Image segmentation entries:
----

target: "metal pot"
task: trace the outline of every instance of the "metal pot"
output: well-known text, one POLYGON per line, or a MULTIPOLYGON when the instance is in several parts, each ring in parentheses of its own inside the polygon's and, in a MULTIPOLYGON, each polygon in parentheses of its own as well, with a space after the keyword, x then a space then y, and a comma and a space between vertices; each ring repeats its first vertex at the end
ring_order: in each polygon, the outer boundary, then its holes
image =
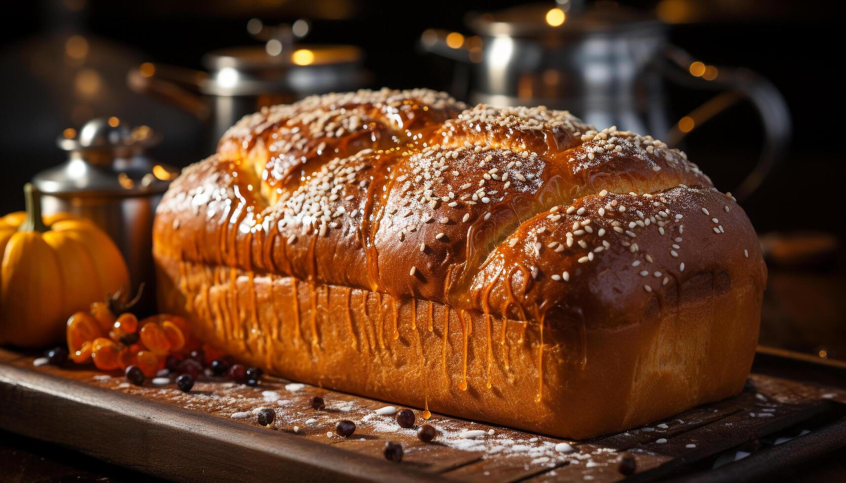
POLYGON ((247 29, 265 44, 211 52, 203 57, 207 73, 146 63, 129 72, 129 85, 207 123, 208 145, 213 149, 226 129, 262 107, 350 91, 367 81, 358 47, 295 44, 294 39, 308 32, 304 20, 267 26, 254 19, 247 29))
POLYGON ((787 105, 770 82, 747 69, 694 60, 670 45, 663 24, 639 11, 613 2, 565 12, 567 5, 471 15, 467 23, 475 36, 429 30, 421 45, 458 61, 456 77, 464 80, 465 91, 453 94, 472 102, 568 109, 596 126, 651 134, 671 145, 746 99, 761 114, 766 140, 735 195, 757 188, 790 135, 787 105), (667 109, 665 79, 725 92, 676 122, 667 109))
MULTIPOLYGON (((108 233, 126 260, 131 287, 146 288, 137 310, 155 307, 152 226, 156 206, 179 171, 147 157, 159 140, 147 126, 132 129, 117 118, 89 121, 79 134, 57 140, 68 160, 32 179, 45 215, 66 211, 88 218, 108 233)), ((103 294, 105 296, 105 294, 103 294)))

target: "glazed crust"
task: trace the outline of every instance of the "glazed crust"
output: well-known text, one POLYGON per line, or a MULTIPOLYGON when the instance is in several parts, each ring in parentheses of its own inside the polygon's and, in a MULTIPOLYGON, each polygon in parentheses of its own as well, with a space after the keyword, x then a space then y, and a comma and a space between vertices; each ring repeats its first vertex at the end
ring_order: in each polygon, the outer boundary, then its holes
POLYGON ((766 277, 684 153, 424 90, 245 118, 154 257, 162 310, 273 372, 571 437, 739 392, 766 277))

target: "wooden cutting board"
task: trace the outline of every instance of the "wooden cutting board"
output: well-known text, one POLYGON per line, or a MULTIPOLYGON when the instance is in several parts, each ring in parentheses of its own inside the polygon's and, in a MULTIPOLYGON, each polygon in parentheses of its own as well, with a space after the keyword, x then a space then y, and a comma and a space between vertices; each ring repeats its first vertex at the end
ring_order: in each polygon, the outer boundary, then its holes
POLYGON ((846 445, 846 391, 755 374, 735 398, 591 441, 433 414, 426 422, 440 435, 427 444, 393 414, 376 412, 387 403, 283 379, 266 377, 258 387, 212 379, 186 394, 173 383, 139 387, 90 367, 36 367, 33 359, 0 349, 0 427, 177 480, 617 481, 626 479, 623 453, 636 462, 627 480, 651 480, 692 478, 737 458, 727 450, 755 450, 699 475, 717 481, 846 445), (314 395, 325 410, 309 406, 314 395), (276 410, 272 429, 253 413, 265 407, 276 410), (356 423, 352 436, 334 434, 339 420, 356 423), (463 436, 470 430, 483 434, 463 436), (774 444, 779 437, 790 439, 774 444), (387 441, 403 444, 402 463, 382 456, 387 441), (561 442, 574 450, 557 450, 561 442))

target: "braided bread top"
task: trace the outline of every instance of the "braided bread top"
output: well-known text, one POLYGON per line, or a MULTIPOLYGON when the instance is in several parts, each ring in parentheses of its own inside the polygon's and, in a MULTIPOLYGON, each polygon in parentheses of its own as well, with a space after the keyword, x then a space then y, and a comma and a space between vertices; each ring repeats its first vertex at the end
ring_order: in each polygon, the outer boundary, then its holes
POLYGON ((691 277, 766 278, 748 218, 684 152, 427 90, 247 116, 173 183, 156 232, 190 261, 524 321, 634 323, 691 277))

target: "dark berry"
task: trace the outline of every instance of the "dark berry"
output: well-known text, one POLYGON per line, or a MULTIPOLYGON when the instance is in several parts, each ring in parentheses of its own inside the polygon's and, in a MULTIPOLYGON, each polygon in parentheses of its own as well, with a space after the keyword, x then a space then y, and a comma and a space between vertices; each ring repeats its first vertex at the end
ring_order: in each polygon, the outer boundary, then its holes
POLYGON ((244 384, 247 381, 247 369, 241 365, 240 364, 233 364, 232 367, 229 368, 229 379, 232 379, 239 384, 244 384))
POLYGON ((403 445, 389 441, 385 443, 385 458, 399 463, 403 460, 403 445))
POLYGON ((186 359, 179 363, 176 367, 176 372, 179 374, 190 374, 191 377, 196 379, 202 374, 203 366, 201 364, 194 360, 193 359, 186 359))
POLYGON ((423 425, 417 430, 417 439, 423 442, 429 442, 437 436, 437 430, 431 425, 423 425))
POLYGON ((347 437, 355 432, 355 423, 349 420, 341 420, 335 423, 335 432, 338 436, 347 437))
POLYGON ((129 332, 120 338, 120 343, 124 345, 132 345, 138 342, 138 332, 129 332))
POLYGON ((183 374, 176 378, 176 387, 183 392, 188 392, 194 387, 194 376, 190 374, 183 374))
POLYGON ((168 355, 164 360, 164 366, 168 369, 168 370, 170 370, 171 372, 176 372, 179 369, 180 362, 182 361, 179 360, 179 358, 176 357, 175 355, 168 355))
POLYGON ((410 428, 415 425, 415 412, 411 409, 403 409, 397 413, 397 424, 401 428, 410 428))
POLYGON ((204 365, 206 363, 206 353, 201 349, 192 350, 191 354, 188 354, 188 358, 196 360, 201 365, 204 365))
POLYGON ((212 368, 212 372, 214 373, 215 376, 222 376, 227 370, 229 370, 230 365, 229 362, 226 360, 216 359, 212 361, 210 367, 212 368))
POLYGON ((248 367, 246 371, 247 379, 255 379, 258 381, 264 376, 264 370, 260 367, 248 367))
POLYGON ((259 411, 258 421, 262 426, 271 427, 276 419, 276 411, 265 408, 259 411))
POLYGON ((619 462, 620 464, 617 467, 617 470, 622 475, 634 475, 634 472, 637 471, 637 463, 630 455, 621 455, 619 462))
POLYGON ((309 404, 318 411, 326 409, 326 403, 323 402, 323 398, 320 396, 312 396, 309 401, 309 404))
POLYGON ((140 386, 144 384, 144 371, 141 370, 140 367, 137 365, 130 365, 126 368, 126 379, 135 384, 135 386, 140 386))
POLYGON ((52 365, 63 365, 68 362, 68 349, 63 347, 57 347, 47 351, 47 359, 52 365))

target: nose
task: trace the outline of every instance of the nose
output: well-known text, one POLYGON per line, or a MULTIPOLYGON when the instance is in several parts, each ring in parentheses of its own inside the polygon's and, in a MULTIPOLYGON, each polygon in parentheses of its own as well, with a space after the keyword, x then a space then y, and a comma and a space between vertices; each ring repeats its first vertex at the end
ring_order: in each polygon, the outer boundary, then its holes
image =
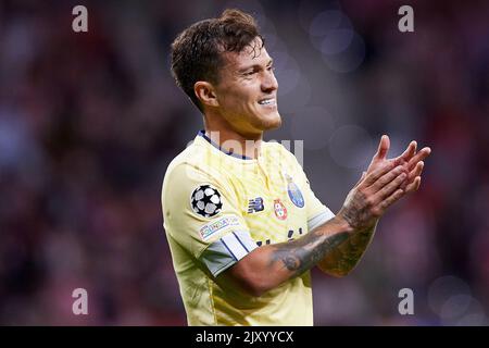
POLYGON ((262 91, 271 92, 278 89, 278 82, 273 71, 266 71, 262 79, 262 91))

----

→ Written instruction:
Recast the lines of all the rows above as a Markdown table with the columns Line Number and Line, one line per table row, omitting blank lines. Leave the pictures out of the table.

→ Answer to this task:
| Line Number | Line |
|---|---|
| 1 | target: "metal pot" |
| 2 | task: trace the outline of every instance of the "metal pot" |
| 3 | output: well-known text, one POLYGON per line, or a MULTIPOLYGON when the instance is in several parts, each ring in parentheses of its own inside the polygon's and, in a MULTIPOLYGON, each polygon in parentheses of its own as well, with a space after the keyword, x then a space then y, and a comma and a space between vertices; each ring repeats its first vertex at the end |
| 4 | ring_order: in each polygon, the outer boundary, then its holes |
| 5 | image = |
| 6 | POLYGON ((247 29, 265 44, 211 52, 203 57, 207 73, 146 63, 129 72, 129 85, 207 123, 208 145, 213 149, 226 129, 262 107, 350 91, 367 81, 358 47, 295 44, 294 39, 308 32, 304 20, 267 26, 254 19, 247 29)) |
| 7 | POLYGON ((787 105, 770 82, 747 69, 694 60, 670 45, 663 24, 639 11, 613 2, 565 12, 567 5, 471 15, 467 23, 475 36, 429 30, 421 45, 458 61, 456 77, 464 80, 465 91, 453 94, 472 102, 568 109, 596 126, 651 134, 671 145, 746 99, 761 114, 766 140, 735 195, 757 188, 790 135, 787 105), (667 109, 665 79, 725 92, 676 122, 667 109)) |
| 8 | MULTIPOLYGON (((108 233, 126 260, 131 287, 146 288, 137 310, 155 307, 152 226, 156 206, 179 171, 147 157, 159 140, 147 126, 132 129, 117 118, 89 121, 79 134, 57 140, 68 160, 32 179, 45 215, 66 211, 88 218, 108 233)), ((103 294, 105 296, 105 294, 103 294))) |
| 9 | target: "glazed crust" |
| 10 | task: trace the outline of every instance of the "glazed crust" |
| 11 | output: well-known text, one POLYGON per line, or a MULTIPOLYGON when the instance is in several parts, each ring in parentheses of its own inside the polygon's and, in a MULTIPOLYGON, each polygon in parentheses of its own as well, with a space after the keyword, x then a space then y, and a comma and a space between vertices; each ring repeats its first vertex at the end |
| 12 | ring_order: in each polygon, the outer boundary, then its holes |
| 13 | POLYGON ((766 277, 684 153, 424 90, 245 118, 154 257, 162 310, 273 372, 571 437, 739 392, 766 277)) |
| 14 | target: "wooden cutting board" |
| 15 | task: trace the outline of every instance of the "wooden cutting board" |
| 16 | output: well-known text, one POLYGON per line, or a MULTIPOLYGON when the instance is in several parts, each ring in parentheses of its own inside the polygon's and, in a MULTIPOLYGON, each polygon in parentheses of its own as well, with a space after the keyword, x then a space then y, and a comma and a space between vertices; each ring repeats its first vertex at the end |
| 17 | ring_order: in each polygon, the outer boundary, then its holes |
| 18 | POLYGON ((846 445, 846 391, 755 374, 735 398, 591 441, 433 414, 426 422, 440 435, 427 444, 393 414, 376 412, 387 403, 283 379, 266 377, 258 387, 212 379, 186 394, 173 383, 139 387, 90 367, 36 367, 33 359, 0 349, 0 427, 177 480, 617 481, 626 479, 623 453, 636 462, 627 480, 651 480, 692 478, 737 458, 727 450, 755 450, 699 475, 717 481, 846 445), (314 395, 325 410, 309 406, 314 395), (276 410, 272 429, 253 413, 265 407, 276 410), (356 423, 352 436, 334 434, 339 420, 356 423), (463 436, 470 430, 483 434, 463 436), (774 444, 779 437, 790 439, 774 444), (387 441, 403 444, 402 463, 382 456, 387 441), (561 442, 574 450, 557 450, 561 442)) |
| 19 | target: "braided bread top" |
| 20 | task: trace the outline of every instance of the "braided bread top" |
| 21 | output: well-known text, one POLYGON per line, or a MULTIPOLYGON when the instance is in several parts, each ring in parentheses of its own inside the polygon's and, in a MULTIPOLYGON, each polygon in parentheses of its own as well, with a space after the keyword, x then a space then y, and a comma and a space between vertices; each ring repeats its first vertex at the end |
| 22 | ring_order: in each polygon, the outer boundary, then its holes |
| 23 | POLYGON ((691 277, 766 278, 748 218, 684 152, 427 90, 247 116, 173 183, 156 232, 190 261, 524 321, 634 323, 691 277)) |
| 24 | target: "dark berry" |
| 25 | task: trace the outline of every instance of the "dark berry" |
| 26 | output: well-known text, one POLYGON per line, or a MULTIPOLYGON when the instance is in several parts, each ring in parentheses of its own inside the polygon's and, in a MULTIPOLYGON, each polygon in parentheses of its own as well, with a space after the keyword, x then a space then y, and a comma and a space between vertices; each ring repeats its first vertex at the end |
| 27 | ring_order: in each polygon, the outer boundary, then its holes |
| 28 | POLYGON ((244 384, 247 381, 247 369, 241 365, 240 364, 233 364, 232 367, 229 368, 229 379, 232 379, 239 384, 244 384)) |
| 29 | POLYGON ((403 445, 389 441, 385 443, 385 458, 399 463, 403 460, 403 445)) |
| 30 | POLYGON ((186 359, 179 363, 176 367, 176 372, 179 374, 190 374, 191 377, 196 379, 202 374, 203 366, 201 364, 194 360, 193 359, 186 359)) |
| 31 | POLYGON ((423 425, 417 430, 417 439, 423 442, 429 442, 437 436, 437 430, 431 425, 423 425)) |
| 32 | POLYGON ((347 437, 355 432, 355 423, 349 420, 341 420, 335 423, 335 432, 338 436, 347 437)) |
| 33 | POLYGON ((129 332, 120 338, 120 343, 124 345, 132 345, 138 342, 138 332, 129 332)) |
| 34 | POLYGON ((183 374, 176 378, 176 387, 183 392, 188 392, 194 387, 194 376, 190 374, 183 374)) |
| 35 | POLYGON ((168 355, 164 360, 164 366, 168 369, 168 370, 170 370, 171 372, 176 372, 179 369, 180 362, 182 361, 179 360, 179 358, 176 357, 175 355, 168 355)) |
| 36 | POLYGON ((410 428, 415 425, 415 412, 411 409, 403 409, 397 413, 397 424, 401 428, 410 428)) |
| 37 | POLYGON ((204 365, 206 363, 206 353, 201 349, 192 350, 191 354, 188 354, 188 358, 196 360, 201 365, 204 365)) |
| 38 | POLYGON ((212 368, 212 372, 214 373, 215 376, 222 376, 227 370, 229 370, 230 365, 229 362, 226 360, 216 359, 212 361, 210 367, 212 368)) |
| 39 | POLYGON ((248 367, 246 371, 247 379, 255 379, 258 381, 264 376, 264 370, 260 367, 248 367)) |
| 40 | POLYGON ((259 411, 258 421, 262 426, 271 427, 276 419, 276 411, 265 408, 259 411)) |
| 41 | POLYGON ((619 462, 620 464, 617 467, 617 470, 622 475, 634 475, 634 472, 637 471, 637 463, 630 455, 621 455, 619 462)) |
| 42 | POLYGON ((309 404, 318 411, 326 409, 326 403, 323 402, 323 398, 320 396, 312 396, 309 401, 309 404)) |
| 43 | POLYGON ((140 386, 144 384, 144 371, 141 370, 140 367, 137 365, 130 365, 126 368, 126 379, 135 384, 135 386, 140 386)) |
| 44 | POLYGON ((52 365, 63 365, 68 362, 68 349, 63 347, 57 347, 47 351, 47 359, 52 365)) |
| 45 | target: nose |
| 46 | task: trace the outline of every instance of the nose |
| 47 | output: well-known text, one POLYGON per line, or a MULTIPOLYGON when the instance is in several parts, each ring in parentheses of its own inside the polygon's and, in a MULTIPOLYGON, each polygon in parentheses of its own as well, with a space after the keyword, x then a space then y, and a comma and a space between vertices; each ring repeats its first vertex at the end |
| 48 | ring_order: in each polygon, the outer boundary, then its holes |
| 49 | image = |
| 50 | POLYGON ((262 91, 271 92, 278 89, 278 82, 273 71, 266 71, 262 79, 262 91)) |